# start of Extracted material

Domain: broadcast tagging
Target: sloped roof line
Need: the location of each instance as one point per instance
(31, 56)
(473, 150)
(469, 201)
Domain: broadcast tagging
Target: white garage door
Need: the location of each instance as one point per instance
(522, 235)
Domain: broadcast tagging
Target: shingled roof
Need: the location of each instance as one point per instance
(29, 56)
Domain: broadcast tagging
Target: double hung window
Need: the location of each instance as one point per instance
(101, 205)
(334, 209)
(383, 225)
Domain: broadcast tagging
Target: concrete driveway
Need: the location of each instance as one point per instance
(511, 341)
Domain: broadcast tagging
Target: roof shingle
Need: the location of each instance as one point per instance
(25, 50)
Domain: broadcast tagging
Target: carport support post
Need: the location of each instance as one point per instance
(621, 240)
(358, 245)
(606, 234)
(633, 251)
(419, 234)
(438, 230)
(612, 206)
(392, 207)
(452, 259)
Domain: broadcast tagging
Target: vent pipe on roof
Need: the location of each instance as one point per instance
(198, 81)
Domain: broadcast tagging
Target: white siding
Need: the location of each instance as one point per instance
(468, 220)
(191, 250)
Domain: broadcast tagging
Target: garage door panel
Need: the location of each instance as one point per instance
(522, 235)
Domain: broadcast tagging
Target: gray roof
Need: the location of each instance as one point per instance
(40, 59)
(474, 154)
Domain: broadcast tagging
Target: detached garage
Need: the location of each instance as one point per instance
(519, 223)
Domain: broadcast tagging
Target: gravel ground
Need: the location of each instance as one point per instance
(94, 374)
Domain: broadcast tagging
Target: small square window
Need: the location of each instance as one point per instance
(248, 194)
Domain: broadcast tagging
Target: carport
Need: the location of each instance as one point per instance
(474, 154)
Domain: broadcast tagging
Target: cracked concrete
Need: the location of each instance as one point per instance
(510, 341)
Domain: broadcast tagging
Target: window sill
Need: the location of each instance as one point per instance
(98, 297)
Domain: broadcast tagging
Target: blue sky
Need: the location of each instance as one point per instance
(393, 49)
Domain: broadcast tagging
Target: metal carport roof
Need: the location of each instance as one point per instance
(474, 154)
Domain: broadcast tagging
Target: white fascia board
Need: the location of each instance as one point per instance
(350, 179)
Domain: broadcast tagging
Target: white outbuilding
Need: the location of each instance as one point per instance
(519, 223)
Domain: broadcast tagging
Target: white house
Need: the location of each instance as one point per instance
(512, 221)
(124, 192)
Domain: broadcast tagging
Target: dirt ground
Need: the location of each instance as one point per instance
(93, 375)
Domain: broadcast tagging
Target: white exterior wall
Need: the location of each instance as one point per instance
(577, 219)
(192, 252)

# end of Extracted material

What you are asked to do: Go through the records above and retype each one exactly.

Task answer:
Domain: broadcast tagging
Target: sloped roof line
Need: the location of each instance as one point per instance
(31, 56)
(473, 150)
(469, 201)
Domain: broadcast tagging
Target: white garage door
Need: the location of each instance as one point per instance
(522, 235)
Domain: broadcast tagging
Target: shingled roof
Need: the location of each instance as one point per instance
(29, 56)
Domain: broadcast tagging
Target: double hung window
Need: the location of each instance as one point per instance
(101, 205)
(334, 209)
(383, 225)
Domain: broadcast tagging
Target: concrete driveway
Need: the location of each instance as one point per instance
(511, 341)
Domain: broadcast tagging
Target: roof shingle
Need: the location of each instance as one point per instance
(25, 50)
Domain: broadcast tagging
Target: carport support post
Need: the location of each instance as one point per instance
(621, 240)
(358, 245)
(606, 234)
(633, 251)
(419, 234)
(438, 230)
(612, 206)
(392, 207)
(452, 259)
Domain: broadcast tagging
Target: vent pipe on roof
Need: the location of each instance as one point per instance
(198, 81)
Domain: broadcast tagging
Target: white siding
Need: the location of each instance as one point per instance
(468, 220)
(191, 250)
Domain: broadcast tagging
Target: garage door panel
Need: the location of each instance as one point per instance
(522, 235)
Domain: broadcast tagging
Target: gray roof
Need: the location of each instance as one point per instance
(40, 59)
(474, 154)
Domain: broadcast tagging
Target: detached garage
Need: the location of each instance as one point per instance
(519, 223)
Domain: broadcast tagging
Target: gravel ground
Need: the location of each instance as one point per instance
(94, 374)
Domain: broadcast tagging
Target: small square window
Need: the location of each instance as one point per instance
(248, 194)
Domain: broadcast tagging
Target: carport
Need: the location of each instance as one point per instance
(474, 154)
Domain: broadcast tagging
Target: cracked concrete
Need: the location of each instance as one point per instance
(510, 341)
Domain: broadcast tagging
Target: window sill
Need: the location of each instance as one point per instance
(98, 297)
Domain: broadcast tagging
Target: blue sky
Need: the location of each instance as one point per instance
(393, 49)
Domain: broadcast tagging
Target: metal carport roof
Need: the location of each instance as one point per instance
(474, 154)
Domain: broadcast tagging
Target: white fascia board
Need: the location of each instance as one point per instance
(350, 179)
Domain: broadcast tagging
Target: white outbuilding
Need: the location of each instance as one point per instance
(519, 223)
Domain: broadcast tagging
Target: white house
Need: the location of each instance as one point per instance
(512, 221)
(124, 192)
Domain: broadcast tagging
Target: dirt ground
Need: the location of each instance as one point per instance
(93, 375)
Domain: broadcast tagging
Target: white exterior wall
Need: the location of each instance as one point per instance
(577, 219)
(192, 252)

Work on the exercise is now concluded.